- [Task directions] Transcribe exactly the lines that fall between the one holding "x=313 y=181" and the one holding "x=276 y=251", inclusive, from the entries below.

- [The data]
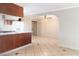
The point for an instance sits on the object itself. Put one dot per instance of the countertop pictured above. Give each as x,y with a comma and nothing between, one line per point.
15,32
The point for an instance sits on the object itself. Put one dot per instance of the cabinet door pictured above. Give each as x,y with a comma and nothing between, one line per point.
3,7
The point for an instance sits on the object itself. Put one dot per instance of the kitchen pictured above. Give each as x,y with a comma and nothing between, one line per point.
13,33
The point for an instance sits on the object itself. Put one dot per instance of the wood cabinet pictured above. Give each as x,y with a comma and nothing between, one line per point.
8,42
11,9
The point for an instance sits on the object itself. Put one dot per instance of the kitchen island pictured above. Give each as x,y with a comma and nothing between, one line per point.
12,40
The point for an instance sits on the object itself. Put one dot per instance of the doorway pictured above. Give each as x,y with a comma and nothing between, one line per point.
34,28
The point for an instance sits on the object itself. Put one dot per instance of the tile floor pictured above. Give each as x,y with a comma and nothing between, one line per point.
42,46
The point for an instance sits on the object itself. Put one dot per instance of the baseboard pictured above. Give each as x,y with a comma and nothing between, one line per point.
68,46
13,50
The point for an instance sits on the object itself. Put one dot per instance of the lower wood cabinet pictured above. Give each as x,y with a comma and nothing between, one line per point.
8,42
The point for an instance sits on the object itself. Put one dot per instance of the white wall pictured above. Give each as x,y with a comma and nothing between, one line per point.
69,27
24,25
48,27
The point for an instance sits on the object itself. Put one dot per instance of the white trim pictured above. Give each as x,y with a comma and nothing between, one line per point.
13,50
54,10
68,46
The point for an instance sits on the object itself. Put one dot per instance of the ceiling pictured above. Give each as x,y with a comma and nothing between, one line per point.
37,8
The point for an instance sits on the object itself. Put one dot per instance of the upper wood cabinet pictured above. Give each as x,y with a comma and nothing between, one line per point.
11,9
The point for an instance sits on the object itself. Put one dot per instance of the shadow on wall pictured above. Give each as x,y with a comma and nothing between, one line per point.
48,26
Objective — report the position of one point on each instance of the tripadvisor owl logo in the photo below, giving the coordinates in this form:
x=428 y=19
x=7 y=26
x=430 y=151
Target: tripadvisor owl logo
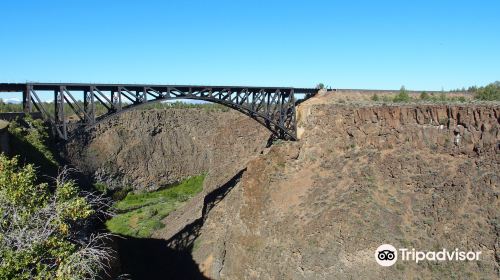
x=386 y=255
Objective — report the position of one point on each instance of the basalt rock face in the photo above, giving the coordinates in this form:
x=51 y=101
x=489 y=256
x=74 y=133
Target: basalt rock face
x=423 y=177
x=147 y=149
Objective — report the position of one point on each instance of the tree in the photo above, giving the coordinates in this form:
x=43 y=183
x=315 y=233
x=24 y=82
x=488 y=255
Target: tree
x=39 y=237
x=402 y=96
x=320 y=86
x=490 y=92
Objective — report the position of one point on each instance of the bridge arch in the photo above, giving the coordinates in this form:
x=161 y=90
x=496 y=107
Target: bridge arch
x=273 y=107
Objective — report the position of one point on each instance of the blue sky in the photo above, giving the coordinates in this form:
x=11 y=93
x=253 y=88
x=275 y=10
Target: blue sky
x=345 y=44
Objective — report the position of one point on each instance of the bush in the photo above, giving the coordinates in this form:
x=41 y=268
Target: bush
x=31 y=141
x=139 y=215
x=402 y=96
x=38 y=236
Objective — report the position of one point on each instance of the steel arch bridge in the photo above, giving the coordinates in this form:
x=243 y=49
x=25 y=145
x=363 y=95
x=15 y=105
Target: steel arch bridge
x=273 y=107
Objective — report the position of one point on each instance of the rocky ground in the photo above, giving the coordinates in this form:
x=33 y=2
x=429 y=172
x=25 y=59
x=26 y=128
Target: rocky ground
x=420 y=176
x=423 y=177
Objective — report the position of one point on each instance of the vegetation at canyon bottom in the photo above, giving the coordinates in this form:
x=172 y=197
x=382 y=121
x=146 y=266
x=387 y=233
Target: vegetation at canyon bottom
x=138 y=215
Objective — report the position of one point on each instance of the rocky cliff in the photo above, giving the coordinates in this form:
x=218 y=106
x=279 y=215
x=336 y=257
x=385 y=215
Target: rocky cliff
x=419 y=176
x=147 y=149
x=415 y=176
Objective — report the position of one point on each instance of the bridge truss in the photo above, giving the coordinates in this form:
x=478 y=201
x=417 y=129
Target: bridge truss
x=74 y=105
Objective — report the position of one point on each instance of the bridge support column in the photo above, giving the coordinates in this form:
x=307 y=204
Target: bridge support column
x=27 y=103
x=59 y=118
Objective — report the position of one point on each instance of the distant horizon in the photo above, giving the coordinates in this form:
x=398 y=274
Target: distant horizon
x=431 y=45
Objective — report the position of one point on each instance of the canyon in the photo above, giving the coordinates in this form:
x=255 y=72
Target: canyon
x=423 y=176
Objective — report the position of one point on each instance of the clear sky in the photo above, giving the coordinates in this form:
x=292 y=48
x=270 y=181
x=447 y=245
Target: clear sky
x=344 y=44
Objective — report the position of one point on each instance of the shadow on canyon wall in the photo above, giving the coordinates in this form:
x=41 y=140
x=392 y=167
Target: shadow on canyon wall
x=149 y=258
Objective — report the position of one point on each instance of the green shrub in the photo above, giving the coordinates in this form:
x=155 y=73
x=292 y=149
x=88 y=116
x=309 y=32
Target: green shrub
x=31 y=142
x=38 y=228
x=139 y=215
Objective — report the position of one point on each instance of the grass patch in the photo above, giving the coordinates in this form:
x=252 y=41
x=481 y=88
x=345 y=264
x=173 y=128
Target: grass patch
x=141 y=214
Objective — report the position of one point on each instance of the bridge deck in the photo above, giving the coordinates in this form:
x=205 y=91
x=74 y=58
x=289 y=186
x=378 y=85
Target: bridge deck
x=273 y=107
x=19 y=87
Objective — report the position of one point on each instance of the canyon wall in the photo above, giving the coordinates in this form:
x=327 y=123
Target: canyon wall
x=147 y=149
x=423 y=177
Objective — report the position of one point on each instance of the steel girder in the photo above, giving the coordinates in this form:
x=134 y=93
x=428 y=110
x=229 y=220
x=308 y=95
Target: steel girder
x=273 y=107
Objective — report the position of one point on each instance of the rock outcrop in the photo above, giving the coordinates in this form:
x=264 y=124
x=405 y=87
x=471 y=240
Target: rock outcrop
x=147 y=149
x=423 y=177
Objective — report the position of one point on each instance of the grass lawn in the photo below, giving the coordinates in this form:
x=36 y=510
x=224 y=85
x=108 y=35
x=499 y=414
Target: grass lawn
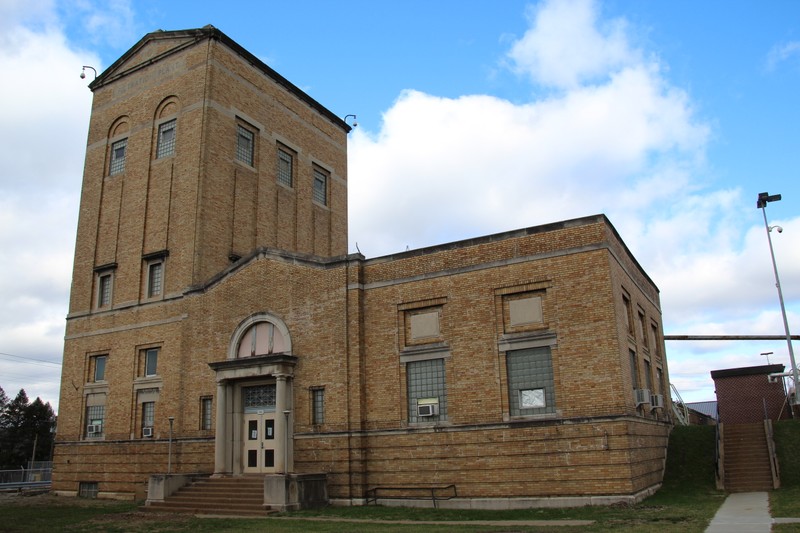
x=686 y=503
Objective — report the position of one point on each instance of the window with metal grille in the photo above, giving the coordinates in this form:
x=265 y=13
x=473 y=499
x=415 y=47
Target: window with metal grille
x=317 y=406
x=320 y=194
x=99 y=364
x=531 y=389
x=148 y=414
x=426 y=380
x=166 y=139
x=244 y=145
x=104 y=290
x=285 y=168
x=150 y=361
x=261 y=397
x=205 y=412
x=155 y=275
x=95 y=417
x=118 y=150
x=87 y=489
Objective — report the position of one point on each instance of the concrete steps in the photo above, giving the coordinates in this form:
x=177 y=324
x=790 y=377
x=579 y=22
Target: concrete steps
x=238 y=496
x=747 y=462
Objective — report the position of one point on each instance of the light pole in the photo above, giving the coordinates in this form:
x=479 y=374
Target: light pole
x=763 y=199
x=286 y=413
x=169 y=453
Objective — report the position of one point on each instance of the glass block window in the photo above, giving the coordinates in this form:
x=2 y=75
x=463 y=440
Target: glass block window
x=95 y=416
x=155 y=278
x=317 y=406
x=87 y=489
x=166 y=139
x=426 y=380
x=634 y=369
x=151 y=362
x=118 y=150
x=531 y=389
x=205 y=412
x=626 y=305
x=244 y=145
x=148 y=414
x=285 y=168
x=99 y=363
x=320 y=193
x=261 y=397
x=104 y=290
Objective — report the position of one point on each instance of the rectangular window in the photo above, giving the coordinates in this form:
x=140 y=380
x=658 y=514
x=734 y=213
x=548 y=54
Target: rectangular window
x=148 y=414
x=244 y=145
x=285 y=168
x=87 y=489
x=642 y=331
x=634 y=369
x=166 y=139
x=426 y=387
x=654 y=339
x=117 y=165
x=99 y=368
x=320 y=194
x=95 y=417
x=648 y=379
x=205 y=412
x=626 y=304
x=660 y=380
x=317 y=406
x=531 y=387
x=155 y=277
x=104 y=290
x=150 y=362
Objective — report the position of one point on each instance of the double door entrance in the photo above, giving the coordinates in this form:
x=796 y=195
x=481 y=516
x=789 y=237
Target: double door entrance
x=259 y=439
x=259 y=442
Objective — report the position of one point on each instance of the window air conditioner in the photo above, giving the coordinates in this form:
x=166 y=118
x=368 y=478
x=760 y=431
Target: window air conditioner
x=657 y=401
x=642 y=396
x=428 y=409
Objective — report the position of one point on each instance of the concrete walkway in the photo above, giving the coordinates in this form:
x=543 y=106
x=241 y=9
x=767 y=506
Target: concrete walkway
x=745 y=512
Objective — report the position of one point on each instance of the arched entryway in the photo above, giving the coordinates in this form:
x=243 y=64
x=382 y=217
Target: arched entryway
x=254 y=399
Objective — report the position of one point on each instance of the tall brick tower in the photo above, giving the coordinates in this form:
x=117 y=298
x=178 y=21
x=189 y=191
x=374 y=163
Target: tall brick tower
x=198 y=155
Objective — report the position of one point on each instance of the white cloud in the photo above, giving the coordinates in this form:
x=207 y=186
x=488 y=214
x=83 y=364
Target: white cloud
x=45 y=109
x=617 y=138
x=782 y=52
x=566 y=45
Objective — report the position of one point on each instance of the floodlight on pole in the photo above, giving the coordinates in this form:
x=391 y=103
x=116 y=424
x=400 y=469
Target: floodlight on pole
x=763 y=199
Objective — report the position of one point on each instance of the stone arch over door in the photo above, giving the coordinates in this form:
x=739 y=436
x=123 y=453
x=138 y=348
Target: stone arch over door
x=265 y=333
x=260 y=351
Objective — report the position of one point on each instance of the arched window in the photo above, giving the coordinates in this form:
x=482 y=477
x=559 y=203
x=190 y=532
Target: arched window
x=262 y=338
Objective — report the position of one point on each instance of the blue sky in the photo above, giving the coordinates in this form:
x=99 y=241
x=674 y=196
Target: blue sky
x=474 y=117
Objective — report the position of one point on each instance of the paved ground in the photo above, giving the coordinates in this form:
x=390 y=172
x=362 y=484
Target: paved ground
x=745 y=512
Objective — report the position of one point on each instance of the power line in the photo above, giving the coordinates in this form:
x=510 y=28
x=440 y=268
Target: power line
x=27 y=359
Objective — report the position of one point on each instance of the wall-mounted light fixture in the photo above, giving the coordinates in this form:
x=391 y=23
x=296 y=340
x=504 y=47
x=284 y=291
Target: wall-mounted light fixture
x=83 y=72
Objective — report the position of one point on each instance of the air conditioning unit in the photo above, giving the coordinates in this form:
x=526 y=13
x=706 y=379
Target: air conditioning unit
x=642 y=396
x=428 y=409
x=657 y=401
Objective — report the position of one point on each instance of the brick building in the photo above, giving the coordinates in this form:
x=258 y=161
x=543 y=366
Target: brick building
x=213 y=294
x=747 y=394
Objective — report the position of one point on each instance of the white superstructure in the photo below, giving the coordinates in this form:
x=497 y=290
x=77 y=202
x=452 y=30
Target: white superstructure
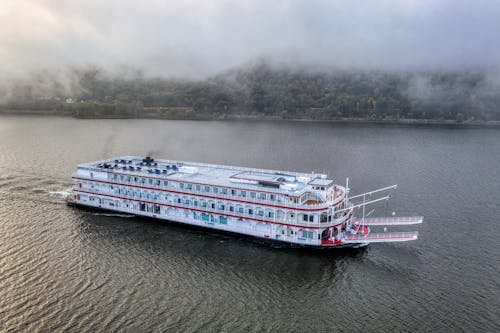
x=305 y=209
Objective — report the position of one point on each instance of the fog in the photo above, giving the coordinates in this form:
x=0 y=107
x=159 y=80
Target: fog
x=196 y=39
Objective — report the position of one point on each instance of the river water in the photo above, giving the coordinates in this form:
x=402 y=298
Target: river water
x=66 y=269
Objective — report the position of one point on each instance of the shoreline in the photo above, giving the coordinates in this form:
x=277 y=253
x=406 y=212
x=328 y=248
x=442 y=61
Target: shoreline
x=250 y=117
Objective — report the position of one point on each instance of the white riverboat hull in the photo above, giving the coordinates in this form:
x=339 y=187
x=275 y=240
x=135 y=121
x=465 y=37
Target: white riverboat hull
x=293 y=209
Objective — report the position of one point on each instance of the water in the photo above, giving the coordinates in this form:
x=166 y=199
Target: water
x=65 y=269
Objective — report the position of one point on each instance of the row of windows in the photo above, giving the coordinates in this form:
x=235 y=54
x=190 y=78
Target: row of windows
x=206 y=217
x=209 y=204
x=198 y=188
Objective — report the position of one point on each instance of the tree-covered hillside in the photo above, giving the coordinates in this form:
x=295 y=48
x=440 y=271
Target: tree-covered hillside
x=264 y=91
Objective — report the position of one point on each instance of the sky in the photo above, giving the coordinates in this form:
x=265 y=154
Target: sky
x=202 y=38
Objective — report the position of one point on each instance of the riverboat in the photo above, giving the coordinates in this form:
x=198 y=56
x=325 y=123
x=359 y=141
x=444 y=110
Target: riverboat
x=293 y=208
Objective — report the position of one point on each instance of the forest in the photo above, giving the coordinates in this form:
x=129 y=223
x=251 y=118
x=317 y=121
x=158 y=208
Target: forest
x=261 y=91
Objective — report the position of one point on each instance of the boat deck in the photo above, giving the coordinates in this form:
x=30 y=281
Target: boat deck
x=285 y=182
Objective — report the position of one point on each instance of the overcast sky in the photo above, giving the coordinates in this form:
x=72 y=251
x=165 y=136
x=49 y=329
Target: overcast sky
x=198 y=38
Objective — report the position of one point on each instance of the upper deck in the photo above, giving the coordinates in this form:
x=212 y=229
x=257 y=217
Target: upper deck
x=274 y=181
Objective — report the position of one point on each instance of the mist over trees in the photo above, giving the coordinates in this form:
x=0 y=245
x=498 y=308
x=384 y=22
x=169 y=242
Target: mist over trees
x=261 y=91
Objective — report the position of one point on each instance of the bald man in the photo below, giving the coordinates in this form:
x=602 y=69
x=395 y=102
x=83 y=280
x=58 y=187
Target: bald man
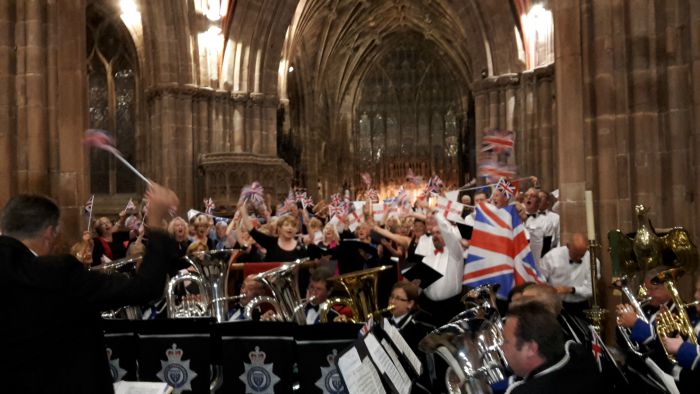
x=568 y=269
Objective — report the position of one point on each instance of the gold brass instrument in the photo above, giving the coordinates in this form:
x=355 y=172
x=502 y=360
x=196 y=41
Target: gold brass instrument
x=669 y=324
x=637 y=301
x=470 y=344
x=210 y=274
x=361 y=290
x=283 y=282
x=125 y=266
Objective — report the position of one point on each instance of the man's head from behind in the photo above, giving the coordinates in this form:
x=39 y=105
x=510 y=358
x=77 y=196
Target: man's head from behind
x=531 y=337
x=31 y=218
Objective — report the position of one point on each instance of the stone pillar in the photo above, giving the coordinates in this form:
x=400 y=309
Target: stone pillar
x=568 y=79
x=68 y=94
x=239 y=104
x=254 y=119
x=7 y=100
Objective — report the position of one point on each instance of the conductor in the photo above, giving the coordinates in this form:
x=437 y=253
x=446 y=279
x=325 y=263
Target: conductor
x=50 y=336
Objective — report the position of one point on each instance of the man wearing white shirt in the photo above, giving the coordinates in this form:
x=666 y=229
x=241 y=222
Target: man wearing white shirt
x=443 y=254
x=568 y=269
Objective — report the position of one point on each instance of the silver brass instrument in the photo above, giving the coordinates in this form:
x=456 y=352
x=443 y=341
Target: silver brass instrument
x=283 y=282
x=211 y=273
x=637 y=302
x=361 y=288
x=125 y=266
x=669 y=324
x=471 y=346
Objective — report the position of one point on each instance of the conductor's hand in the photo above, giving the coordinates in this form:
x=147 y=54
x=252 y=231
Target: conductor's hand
x=672 y=344
x=160 y=199
x=626 y=316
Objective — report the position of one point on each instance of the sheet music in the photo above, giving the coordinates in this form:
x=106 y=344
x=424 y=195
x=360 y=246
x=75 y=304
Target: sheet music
x=385 y=365
x=124 y=387
x=395 y=358
x=402 y=345
x=360 y=375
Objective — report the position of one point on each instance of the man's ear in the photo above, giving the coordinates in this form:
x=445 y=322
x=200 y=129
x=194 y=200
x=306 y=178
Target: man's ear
x=48 y=233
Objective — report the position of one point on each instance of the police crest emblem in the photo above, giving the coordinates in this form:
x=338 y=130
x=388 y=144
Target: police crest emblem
x=115 y=370
x=258 y=376
x=330 y=381
x=175 y=371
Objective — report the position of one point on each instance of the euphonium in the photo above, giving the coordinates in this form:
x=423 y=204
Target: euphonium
x=211 y=272
x=470 y=344
x=125 y=266
x=190 y=305
x=669 y=324
x=283 y=283
x=637 y=303
x=361 y=288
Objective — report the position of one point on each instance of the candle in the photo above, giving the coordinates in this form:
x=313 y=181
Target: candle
x=590 y=222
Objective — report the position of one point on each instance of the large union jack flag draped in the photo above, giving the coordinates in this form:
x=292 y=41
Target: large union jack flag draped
x=499 y=251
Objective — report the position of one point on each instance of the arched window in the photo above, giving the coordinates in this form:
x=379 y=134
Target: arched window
x=112 y=74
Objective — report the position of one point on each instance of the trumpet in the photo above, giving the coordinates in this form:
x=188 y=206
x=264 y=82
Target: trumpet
x=361 y=287
x=670 y=324
x=637 y=302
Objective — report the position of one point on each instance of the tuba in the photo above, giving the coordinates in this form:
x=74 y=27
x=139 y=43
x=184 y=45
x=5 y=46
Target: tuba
x=470 y=344
x=283 y=282
x=669 y=324
x=637 y=303
x=210 y=273
x=128 y=267
x=361 y=290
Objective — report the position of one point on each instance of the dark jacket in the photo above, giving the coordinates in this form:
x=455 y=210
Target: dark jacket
x=50 y=336
x=574 y=373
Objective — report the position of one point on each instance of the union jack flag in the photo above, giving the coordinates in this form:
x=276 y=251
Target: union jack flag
x=416 y=180
x=494 y=170
x=209 y=206
x=366 y=178
x=372 y=195
x=596 y=348
x=434 y=184
x=506 y=188
x=336 y=199
x=88 y=205
x=253 y=193
x=498 y=251
x=130 y=206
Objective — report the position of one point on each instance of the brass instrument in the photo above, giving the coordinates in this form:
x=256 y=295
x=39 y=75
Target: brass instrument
x=124 y=266
x=361 y=290
x=637 y=301
x=470 y=344
x=210 y=273
x=284 y=285
x=669 y=324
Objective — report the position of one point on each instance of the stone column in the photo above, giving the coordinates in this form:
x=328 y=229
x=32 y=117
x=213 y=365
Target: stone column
x=68 y=93
x=254 y=119
x=240 y=100
x=543 y=84
x=568 y=79
x=7 y=100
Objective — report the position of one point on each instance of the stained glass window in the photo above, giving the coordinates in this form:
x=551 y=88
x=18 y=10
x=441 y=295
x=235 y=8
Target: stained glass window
x=111 y=67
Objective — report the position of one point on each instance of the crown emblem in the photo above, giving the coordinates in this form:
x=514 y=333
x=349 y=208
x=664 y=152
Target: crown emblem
x=259 y=377
x=257 y=357
x=176 y=371
x=174 y=354
x=330 y=381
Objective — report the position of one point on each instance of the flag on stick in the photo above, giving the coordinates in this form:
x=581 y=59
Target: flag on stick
x=499 y=251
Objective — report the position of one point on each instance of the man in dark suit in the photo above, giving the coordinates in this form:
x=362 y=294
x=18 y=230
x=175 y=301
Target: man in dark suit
x=51 y=338
x=534 y=346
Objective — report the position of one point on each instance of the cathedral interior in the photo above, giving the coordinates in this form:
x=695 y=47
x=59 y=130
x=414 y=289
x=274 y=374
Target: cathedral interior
x=206 y=96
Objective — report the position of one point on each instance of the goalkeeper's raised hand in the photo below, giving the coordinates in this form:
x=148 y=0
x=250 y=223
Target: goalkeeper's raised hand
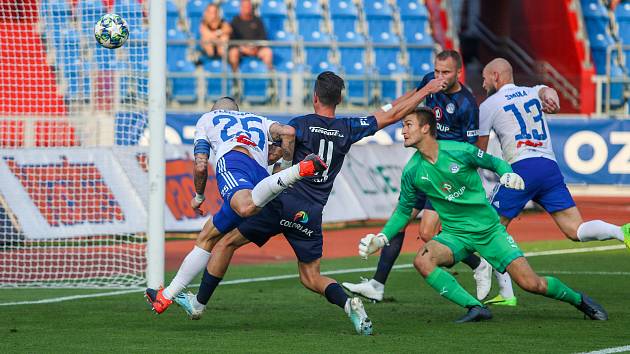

- [Exercise answer]
x=313 y=181
Target: candle
x=590 y=222
Objective — report the position of one point on each instance of the large union jack flag draped in the photo above, giving the coordinates in this form:
x=292 y=41
Target: large union jack flag draped
x=499 y=251
Objective — report the position of one point on each instance of the arched window in the photo above, giving the coordinates in this form:
x=379 y=134
Target: arched window
x=112 y=74
Objective — report the position of one point on each instance of the trumpet in the photo above, giving the coordinates in this form:
x=188 y=206
x=264 y=82
Target: trumpet
x=361 y=287
x=670 y=324
x=637 y=302
Objective — report the position of one point on each instance of the tuba in the photo above, giving the coordinates in this form:
x=74 y=27
x=139 y=43
x=184 y=45
x=5 y=46
Target: tuba
x=470 y=344
x=283 y=282
x=669 y=324
x=637 y=303
x=210 y=273
x=128 y=267
x=361 y=290
Objective — report the position of one point on each instance of the dark jacket in the photo above, giving the coordinates in this form:
x=455 y=210
Target: dark jacket
x=50 y=336
x=574 y=373
Objective — report the position of one point on each instance of the union jack flag in the photo above, giving the coordinates in this form:
x=276 y=251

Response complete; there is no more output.